Referring expression data

* * * *

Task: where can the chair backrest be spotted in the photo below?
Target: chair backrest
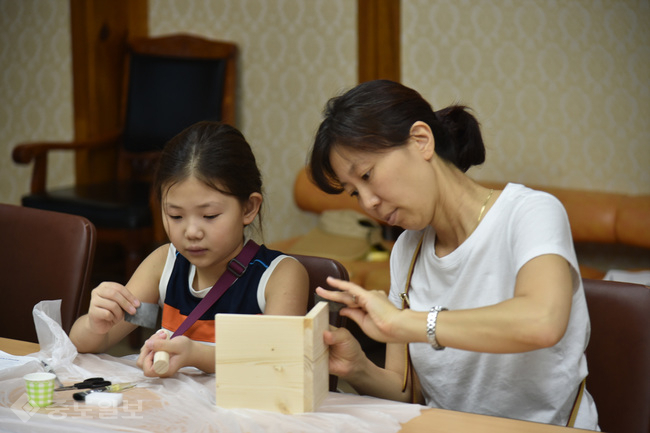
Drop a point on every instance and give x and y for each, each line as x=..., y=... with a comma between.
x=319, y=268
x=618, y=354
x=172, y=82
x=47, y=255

* * * *

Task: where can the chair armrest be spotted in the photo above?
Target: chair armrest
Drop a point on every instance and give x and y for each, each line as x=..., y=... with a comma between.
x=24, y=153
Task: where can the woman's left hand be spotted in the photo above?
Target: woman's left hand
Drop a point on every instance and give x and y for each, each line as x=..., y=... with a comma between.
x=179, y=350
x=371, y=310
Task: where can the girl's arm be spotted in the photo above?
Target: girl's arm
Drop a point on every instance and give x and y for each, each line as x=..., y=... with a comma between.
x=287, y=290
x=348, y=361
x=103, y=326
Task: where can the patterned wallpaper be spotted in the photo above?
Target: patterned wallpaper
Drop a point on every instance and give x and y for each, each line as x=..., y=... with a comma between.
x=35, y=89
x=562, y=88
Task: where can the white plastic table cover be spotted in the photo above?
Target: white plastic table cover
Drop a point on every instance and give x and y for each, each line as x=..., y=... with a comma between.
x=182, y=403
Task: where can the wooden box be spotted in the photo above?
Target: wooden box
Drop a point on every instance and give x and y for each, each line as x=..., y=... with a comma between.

* * * *

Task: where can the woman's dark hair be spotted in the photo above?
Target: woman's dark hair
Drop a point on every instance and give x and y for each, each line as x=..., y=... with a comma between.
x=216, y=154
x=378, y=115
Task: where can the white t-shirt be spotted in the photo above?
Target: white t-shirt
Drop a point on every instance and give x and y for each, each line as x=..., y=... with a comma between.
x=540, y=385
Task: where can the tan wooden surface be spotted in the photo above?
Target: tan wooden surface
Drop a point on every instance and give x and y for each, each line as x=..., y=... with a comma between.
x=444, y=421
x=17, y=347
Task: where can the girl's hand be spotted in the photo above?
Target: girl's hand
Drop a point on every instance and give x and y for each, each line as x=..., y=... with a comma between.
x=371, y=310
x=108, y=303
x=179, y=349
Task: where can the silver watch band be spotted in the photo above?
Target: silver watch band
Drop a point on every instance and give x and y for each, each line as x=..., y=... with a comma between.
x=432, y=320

* * * *

◆ **WHAT YOU NEED TO DO**
In the lines above, find the word "shirt" and copy each line that contains it.

◆ **EXERCISE RESULT**
Task: where can the white t-shirt be spotted in the photo above?
Target: white t-shirt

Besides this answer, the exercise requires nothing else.